- Supplied passage -
Every Texas public school must be served by a safe and supportive school program team. The safe and supportive school program team is a state mandated team that conducts behavioral threat assessments. The team is responsible for collecting and analyzing harmful, threatening, and violent behavior, which includes bullying, to assess threat and risk levels and determine appropriate interventions. See 2.9 School Behavioral Threat Assessment for more information.

Each school district’s board of trustees must have a bullying policy and procedures which includes:

  • Prohibiting bullying of a student.
  • Prohibiting retaliation against a victim, witness, or anyone else who provides information regarding a bullying incident.
  • Earlier parental or guardian notification regarding bullying incidents:
    • Guardian of victim or target of the bullying: notification on or before the 3rd business day after the reporting date (when the school is notified).
    • Guardian of child who has allegedly bullied: notification within a reasonable amount of time.

The board’s bullying policy must also:

  • Include the actions a student should take to get help and intervention.
  • Outline the available counseling options for a student who is a victim, witness, or who engages in bullying.
  • Create procedures for reporting bullying, including those for:
    • Students to anonymously report.
    • Investigating reports of bullying.
    • Determining whether the reported incident(s) occurred.
  • Prohibit disciplinary measures on a student who used reasonable self-defense in response to bullying. This is reserved for students who, after an investigation, have been found to be victims of bullying.

- Records to process -
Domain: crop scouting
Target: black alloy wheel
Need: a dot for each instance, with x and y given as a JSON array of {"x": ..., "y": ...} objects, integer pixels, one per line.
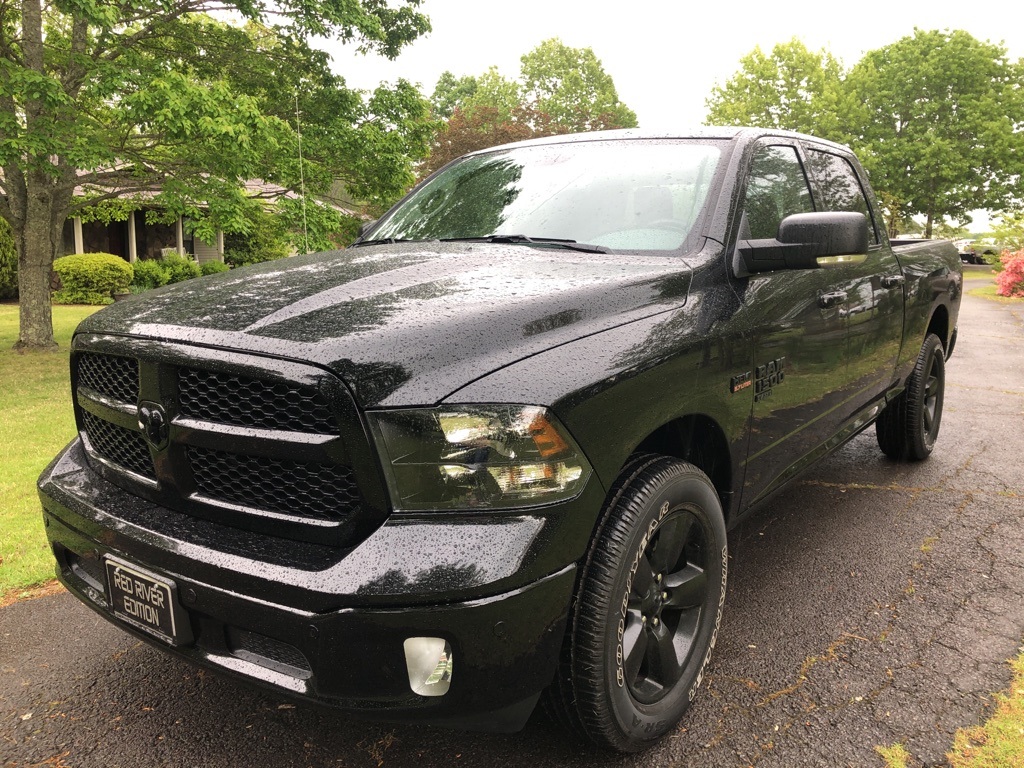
[
  {"x": 648, "y": 605},
  {"x": 906, "y": 430}
]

- Jobs -
1. Return the passage on Texas school bullying policy word for word, in full.
2. Retype the record above verbatim, leaving out the picture.

- Solutions to the problems -
1.
Every Texas public school must be served by a safe and supportive school program team. The safe and supportive school program team is a state mandated team that conducts behavioral threat assessments. The team is responsible for collecting and analyzing harmful, threatening, and violent behavior, which includes bullying, to assess threat and risk levels and determine appropriate interventions. See 2.9 School Behavioral Threat Assessment for more information.

Each school district’s board of trustees must have a bullying policy and procedures which includes:

  • Prohibiting bullying of a student.
  • Prohibiting retaliation against a victim, witness, or anyone else who provides information regarding a bullying incident.
  • Earlier parental or guardian notification regarding bullying incidents:
    • Guardian of victim or target of the bullying: notification on or before the 3rd business day after the reporting date (when the school is notified).
    • Guardian of child who has allegedly bullied: notification within a reasonable amount of time.

The board’s bullying policy must also:

  • Include the actions a student should take to get help and intervention.
  • Outline the available counseling options for a student who is a victim, witness, or who engages in bullying.
  • Create procedures for reporting bullying, including those for:
    • Students to anonymously report.
    • Investigating reports of bullying.
    • Determining whether the reported incident(s) occurred.
  • Prohibit disciplinary measures on a student who used reasonable self-defense in response to bullying. This is reserved for students who, after an investigation, have been found to be victims of bullying.

2.
Domain: crop scouting
Target: black alloy wheel
Need: a dot for each instance, with x and y given as a JSON array of {"x": ..., "y": ...} objects, integer pixels, one per line.
[
  {"x": 648, "y": 605},
  {"x": 906, "y": 430}
]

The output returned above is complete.